Mark Scanlon

Personal information
- Full name: Mark Scanlon
- Born: 10 October 1980 (age 45) Sligo, Ireland
- Height: 1.77 m (5 ft 10 in)
- Weight: 79 kg (174 lb)

Team information
- Discipline: Road
- Role: Retired

Amateur teams
- 1992–1995: Éire Óg CC
- 1996–1998: Sligo CC
- 1999: Rabobank Beloften
- 2000: CC Étupes
- 2001: VC Nantes 44
- 2001–2002: Vélo-Club La Pomme Marseille
- 2002: AG2R Prévoyance (stagiaire)

Professional teams
- 2003–2006: AG2R Prévoyance
- 2007: Toyota–United

Major wins
- National Elite Road Race Champion (2002, 2003) World Junior Road Race Champion (1998)

= Mark Scanlon (cyclist) =

Irish cyclist

Mark Scanlon (born 10 October 1980) is an Irish former professional road racing cyclist, who was the first Irishman to ride in the Tour de France since 1993. He also competed in the 2004 Summer Olympics.

==Amateur career==
Scanlon came to prominence when he won the junior race at the 1998 world road race championship, on his 18th birthday.

After winning the world championships, Scanlon signed for the Rabobank cycling team's development squad. He failed to break through because of injuries and he left in 2000. He joined CC Etupes in France and rode lesser French races. Linda McCartney Racing Team offered him a contract in 2001 but folded before he joined them. Scanlon continued to ride in France with VC Nantes 44 and then VC La Pomme Marseille. In 2002 he won the Irish road championship.

==Professional career==
Scanlon signed for AG2R Prévoyance for 2003. He won a stage of that year's Tour of Denmark, leading the race for three days. He won the Irish championship again.

In 2004 Scanlon became the first Irishman in the Tour de France since Stephen Roche in 1993. He also represented Ireland in the 2004 Summer Olympics in the road race on the opening day of the Games. Scanlon was injured for much of 2005 and 2006 but rode the 2006 Giro d'Italia.

*AIM 1:*
Answer these questions from the Mark Scanlon article:
(a) Which race did Scanlon win on his 18th birthday?
(b) Which team offered him a contract in 2001 but folded before he joined?
(c) Which Grand Tour did he ride in 2006?
The records that follow have no connection to the text above.

*INFORMATION SUPPLIED:*
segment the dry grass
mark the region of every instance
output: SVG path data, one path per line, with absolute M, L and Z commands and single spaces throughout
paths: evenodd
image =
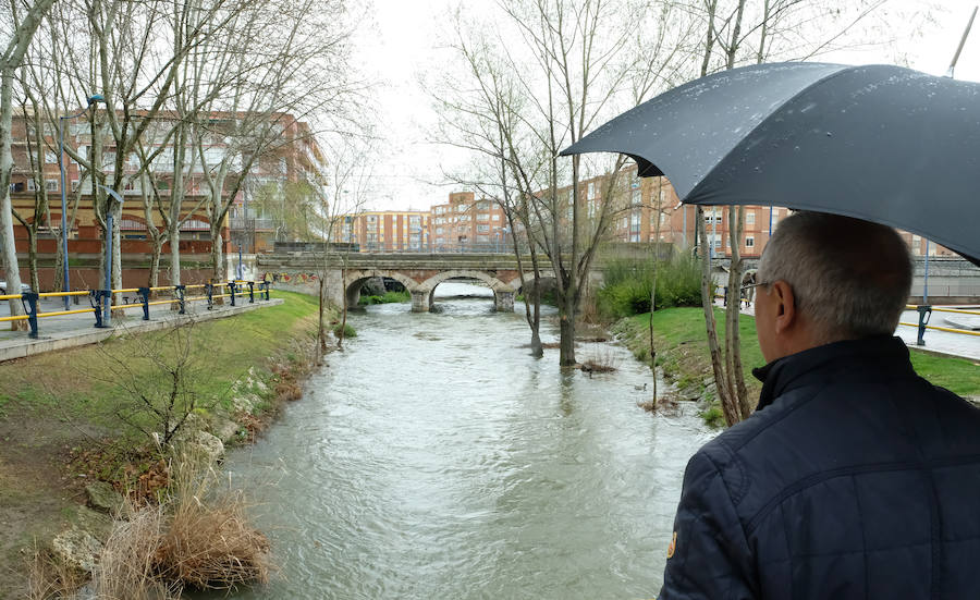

...

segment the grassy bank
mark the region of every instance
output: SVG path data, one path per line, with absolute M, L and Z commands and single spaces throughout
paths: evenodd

*AIM 2:*
Select every line of the records that contains the string "segment".

*RESULT 1:*
(a) The junior race at the 1998 world road race championship.
(b) Linda McCartney Racing Team.
(c) The 2006 Giro d'Italia.

*RESULT 2:*
segment the dry grass
segment the grassy bank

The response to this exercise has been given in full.